Problem to work on: Leaving the pictures out, transcribe the records below exactly.

(Image point grounding data)
_ _ _ _ _

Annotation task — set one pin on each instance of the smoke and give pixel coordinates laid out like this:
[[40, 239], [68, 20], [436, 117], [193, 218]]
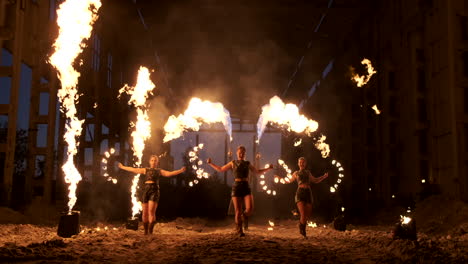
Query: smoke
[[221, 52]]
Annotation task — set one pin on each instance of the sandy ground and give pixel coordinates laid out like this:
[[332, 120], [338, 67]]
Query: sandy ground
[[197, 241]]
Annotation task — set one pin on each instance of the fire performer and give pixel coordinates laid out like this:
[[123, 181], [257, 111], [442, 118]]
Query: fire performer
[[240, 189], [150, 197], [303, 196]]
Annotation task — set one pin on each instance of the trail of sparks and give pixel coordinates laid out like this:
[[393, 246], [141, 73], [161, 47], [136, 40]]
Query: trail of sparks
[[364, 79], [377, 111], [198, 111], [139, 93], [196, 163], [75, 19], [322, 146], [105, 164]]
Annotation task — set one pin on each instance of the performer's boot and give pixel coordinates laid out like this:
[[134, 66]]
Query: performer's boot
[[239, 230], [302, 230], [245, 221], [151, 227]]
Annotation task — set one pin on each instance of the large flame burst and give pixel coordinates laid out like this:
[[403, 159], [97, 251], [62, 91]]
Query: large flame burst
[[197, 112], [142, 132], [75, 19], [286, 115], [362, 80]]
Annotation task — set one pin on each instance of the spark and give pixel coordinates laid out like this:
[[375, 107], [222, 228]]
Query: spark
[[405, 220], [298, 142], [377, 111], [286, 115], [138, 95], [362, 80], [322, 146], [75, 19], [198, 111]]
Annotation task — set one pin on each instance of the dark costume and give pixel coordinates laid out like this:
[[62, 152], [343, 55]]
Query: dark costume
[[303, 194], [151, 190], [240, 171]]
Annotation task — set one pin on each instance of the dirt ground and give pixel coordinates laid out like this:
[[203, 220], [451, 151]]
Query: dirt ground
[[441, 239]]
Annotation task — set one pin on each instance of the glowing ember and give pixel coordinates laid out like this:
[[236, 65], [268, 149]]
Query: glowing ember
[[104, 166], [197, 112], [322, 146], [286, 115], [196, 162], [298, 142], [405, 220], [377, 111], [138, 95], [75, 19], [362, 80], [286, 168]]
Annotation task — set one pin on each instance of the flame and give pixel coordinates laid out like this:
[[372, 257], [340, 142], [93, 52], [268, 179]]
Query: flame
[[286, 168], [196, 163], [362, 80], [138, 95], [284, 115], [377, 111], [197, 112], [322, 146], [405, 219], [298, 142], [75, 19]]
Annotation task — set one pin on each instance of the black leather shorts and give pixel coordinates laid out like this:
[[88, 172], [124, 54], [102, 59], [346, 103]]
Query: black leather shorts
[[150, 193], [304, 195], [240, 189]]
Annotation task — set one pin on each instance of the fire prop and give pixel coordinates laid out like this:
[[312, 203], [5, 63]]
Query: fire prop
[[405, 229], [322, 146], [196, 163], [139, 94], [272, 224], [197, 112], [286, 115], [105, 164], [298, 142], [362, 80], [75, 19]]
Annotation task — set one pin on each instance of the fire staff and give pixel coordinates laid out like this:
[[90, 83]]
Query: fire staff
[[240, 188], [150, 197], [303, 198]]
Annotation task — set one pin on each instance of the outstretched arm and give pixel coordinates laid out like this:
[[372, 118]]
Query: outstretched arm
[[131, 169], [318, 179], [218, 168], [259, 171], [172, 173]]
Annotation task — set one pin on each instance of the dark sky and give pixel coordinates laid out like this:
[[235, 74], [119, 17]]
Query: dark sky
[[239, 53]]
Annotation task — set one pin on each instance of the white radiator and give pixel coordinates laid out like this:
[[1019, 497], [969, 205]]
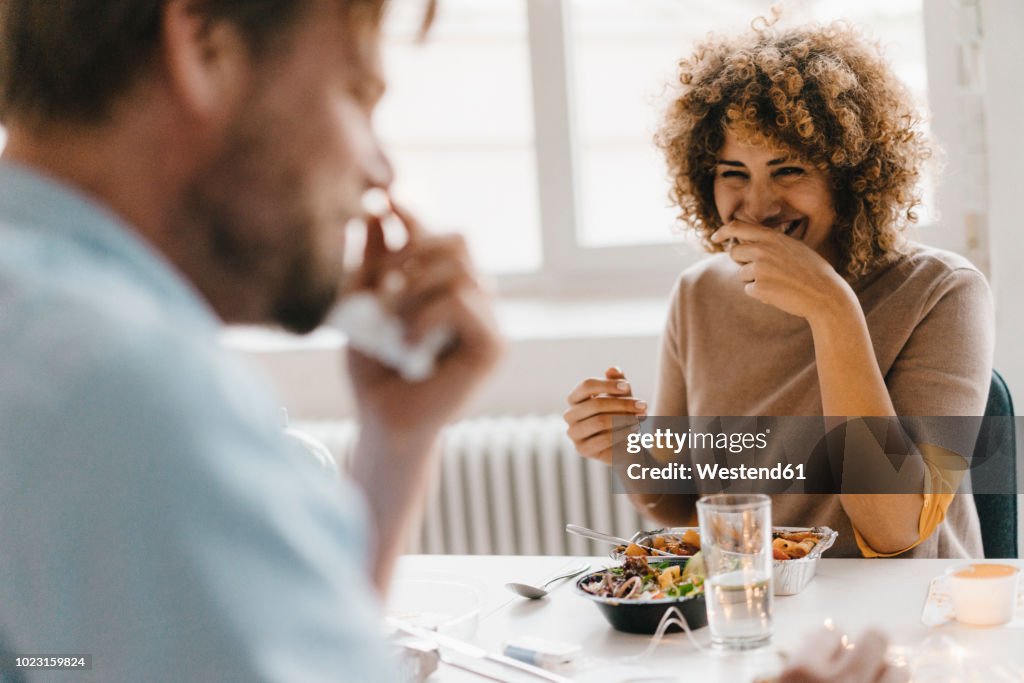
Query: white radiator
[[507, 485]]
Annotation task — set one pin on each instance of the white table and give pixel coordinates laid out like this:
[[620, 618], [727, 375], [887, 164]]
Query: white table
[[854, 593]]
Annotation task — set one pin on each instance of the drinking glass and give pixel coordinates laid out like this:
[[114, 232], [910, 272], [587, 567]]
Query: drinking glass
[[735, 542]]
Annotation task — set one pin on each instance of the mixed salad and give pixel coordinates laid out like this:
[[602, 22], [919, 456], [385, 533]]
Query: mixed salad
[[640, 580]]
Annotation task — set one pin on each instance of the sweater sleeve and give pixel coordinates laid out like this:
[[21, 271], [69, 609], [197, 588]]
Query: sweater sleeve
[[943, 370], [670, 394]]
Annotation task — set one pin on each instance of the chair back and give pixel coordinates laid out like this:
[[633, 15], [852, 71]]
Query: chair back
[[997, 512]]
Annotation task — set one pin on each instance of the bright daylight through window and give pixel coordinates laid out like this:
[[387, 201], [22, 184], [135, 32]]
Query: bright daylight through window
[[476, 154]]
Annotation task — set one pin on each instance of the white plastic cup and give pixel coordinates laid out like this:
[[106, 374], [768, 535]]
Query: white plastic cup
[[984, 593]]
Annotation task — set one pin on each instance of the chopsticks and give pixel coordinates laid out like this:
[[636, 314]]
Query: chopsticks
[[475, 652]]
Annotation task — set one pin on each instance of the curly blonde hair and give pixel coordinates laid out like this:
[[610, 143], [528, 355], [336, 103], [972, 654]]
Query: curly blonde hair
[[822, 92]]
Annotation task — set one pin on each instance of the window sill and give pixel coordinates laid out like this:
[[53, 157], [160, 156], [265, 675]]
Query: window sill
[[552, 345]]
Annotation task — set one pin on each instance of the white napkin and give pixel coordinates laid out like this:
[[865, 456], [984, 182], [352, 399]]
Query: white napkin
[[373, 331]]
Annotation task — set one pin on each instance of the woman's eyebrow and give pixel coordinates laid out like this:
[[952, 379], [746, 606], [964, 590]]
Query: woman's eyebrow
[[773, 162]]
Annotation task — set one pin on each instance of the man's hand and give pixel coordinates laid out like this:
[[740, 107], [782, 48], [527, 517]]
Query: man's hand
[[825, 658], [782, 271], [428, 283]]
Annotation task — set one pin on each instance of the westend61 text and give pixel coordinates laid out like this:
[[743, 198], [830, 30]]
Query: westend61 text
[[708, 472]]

_ _ _ _ _

The completed task:
Annotation task — set one pin on each instance of the smoke and give pixel coordinates laid out like this:
[[40, 239], [68, 20], [436, 117], [193, 218]]
Query: smoke
[[221, 52]]
Annotation task — set one pin on each instance of the sandy ground and give pixel coordinates laid out like this:
[[332, 120], [338, 67]]
Query: sandy ground
[[197, 241]]
Annotation task — set one pin on each instance of the fire performer and give pixel coordinates laid out like this:
[[123, 181], [257, 111], [442, 118]]
Query: fire performer
[[240, 189], [150, 197], [303, 196]]
Annotation task — set one pin on each instance of the trail of sparks and give pixel coordinates laid out like this:
[[393, 246], [141, 73], [161, 47], [136, 40]]
Query: trail of sparks
[[364, 79], [377, 111], [198, 111], [139, 93], [196, 163], [75, 19], [322, 146], [105, 164]]
Annotation task — set one pin on each instance of the performer's boot and give pixel coordinates laid out like this:
[[134, 66]]
Query: performer's boot
[[239, 230], [302, 230], [245, 221], [151, 227]]
Annotation task — set one pin on each instance of the large flame burst and give pixel coordinates laid out like this:
[[403, 159], [97, 251], [62, 91]]
Query: large flame burst
[[197, 112], [142, 132], [75, 19], [286, 115], [362, 80]]
Annotation task — set one pin on each instance of the spark and give pixel coordinates laid out like this:
[[375, 107], [222, 228]]
Query: spark
[[405, 220], [298, 142], [377, 111], [286, 115], [138, 95], [362, 80], [322, 146], [75, 19], [198, 111]]
Annotation task — set one pin on each instance of the dark costume and give pixel coordinates laid out like this:
[[62, 152], [343, 55]]
Query: dark costume
[[303, 194], [151, 190], [240, 171]]
Annotation task — set one pin on each instance of the dirt ground and give pixel coordinates laid out like this:
[[203, 220], [451, 151]]
Query: dirt ground
[[441, 239]]
Annotation task — set one pin on each instance of the glowing ember and give pixel coordinates laid out like this:
[[236, 65], [268, 149]]
Query: glowing ember
[[104, 166], [197, 112], [322, 146], [286, 115], [196, 162], [298, 142], [405, 220], [377, 111], [138, 95], [75, 19], [362, 80], [286, 168]]
Annotation task — set one pin on each instance of the flame and give pixel coordinates laid out like this:
[[372, 257], [340, 142], [93, 52], [268, 179]]
Query: flame
[[286, 168], [196, 163], [362, 80], [138, 95], [284, 115], [377, 111], [197, 112], [322, 146], [405, 219], [298, 142], [75, 19]]
Annotation task — set one pin on each instance of the black leather shorts and give pixel coordinates laid out like this:
[[88, 172], [124, 54], [102, 59], [346, 103]]
Query: black leather shorts
[[150, 193], [304, 195], [240, 189]]
Annotation task — set one pin on each instance of the fire prop and give pixel coordinates laid out like this:
[[312, 203], [5, 63]]
Query: fire prop
[[405, 229], [322, 146], [196, 163], [139, 94], [272, 224], [197, 112], [286, 115], [105, 164], [298, 142], [362, 80], [75, 19]]
Annotation task — set one pin on each instance of the fire staff and give pixel coordinates laid out like this:
[[90, 83]]
Query: fire staff
[[240, 188], [150, 197], [303, 198]]
Annotation task — set one pin on each instance of the outstretched arm and give pixel coordinates laid out like this:
[[372, 118]]
Query: outstretched arm
[[131, 169], [318, 179], [218, 168], [259, 171], [172, 173]]
Annotation task — set one pin on each instance of the dark sky and give pixel coordinates laid out like this:
[[235, 74], [119, 17]]
Query: dark sky
[[239, 53]]
Annotation task — set one pin on each instance of the white radiator and give pixel coordinates laid out like this:
[[1019, 497], [969, 205]]
Query: white radiator
[[507, 485]]
Annotation task — set one pin on each instance of the white table and give pixel coordinates laid out like this:
[[620, 618], [727, 375], [887, 164]]
Query: white table
[[854, 593]]
Annotation task — set one pin on each instance of the drinking glass and give pixel coordinates laid out like this:
[[114, 232], [910, 272], [587, 567]]
Query: drinking glass
[[735, 542]]
Annotation task — set one pin on each instance of the mixed salad and give pixel coordinates laid out like this:
[[602, 22], [919, 456], [385, 533]]
Query: mixed salad
[[640, 580]]
Annotation task — set one pin on each instance of the sweater sleeve and give pixel coordinates laid out like this:
[[21, 271], [69, 609], [197, 588]]
Query: sweater sleeve
[[943, 370], [670, 394]]
Annotation task — set one pin on each instance of the chair back and give pixel coordinates laid out like this:
[[633, 15], [852, 71]]
Query: chair back
[[997, 512]]
Annotation task — set one pin on each instance of the bright daylight through window and give pixel coordinates laid out like this:
[[387, 201], [22, 184], [135, 32]]
Query: bright daylight through window
[[476, 154]]
Annotation task — set one pin on each instance of the white plastic cup and give pixel coordinates laid out like this:
[[106, 374], [768, 535]]
Query: white plastic cup
[[984, 593]]
Annotation task — set one pin on each instance of the chopsticks and give pixel coordinates laid out like this:
[[636, 314]]
Query: chopsticks
[[475, 652]]
Annotation task — set one pin on each instance of the curly blonde hair and give pixel coordinates laid out like this:
[[610, 143], [528, 355], [336, 103], [972, 654]]
Query: curly blonde hair
[[822, 92]]
Annotation task — set one pin on each instance of the window sill and give pixel coordinates laid out like this:
[[53, 157], [160, 156], [265, 675]]
Query: window sill
[[552, 345]]
Annotation task — set one pin on each instance of the white napkin and give pixel coordinates laid out like this:
[[865, 456], [984, 182], [352, 399]]
Query: white napkin
[[373, 331]]
Annotation task — set one pin on each instance of the woman's eyebrow and give pixel coordinates laid out like this:
[[952, 379], [746, 606], [964, 590]]
Query: woman's eyebrow
[[773, 162]]
Annotation task — set one pin on each instance of the man's hand and give pixel coordinates laid out like this:
[[740, 107], [782, 48], [527, 517]]
Query: man's hand
[[825, 658], [782, 271], [428, 283]]
Annotation task — set one pin on each instance of the westend61 text and give pixel coordinates laid out like this:
[[743, 198], [830, 30]]
Query: westend61 text
[[708, 472]]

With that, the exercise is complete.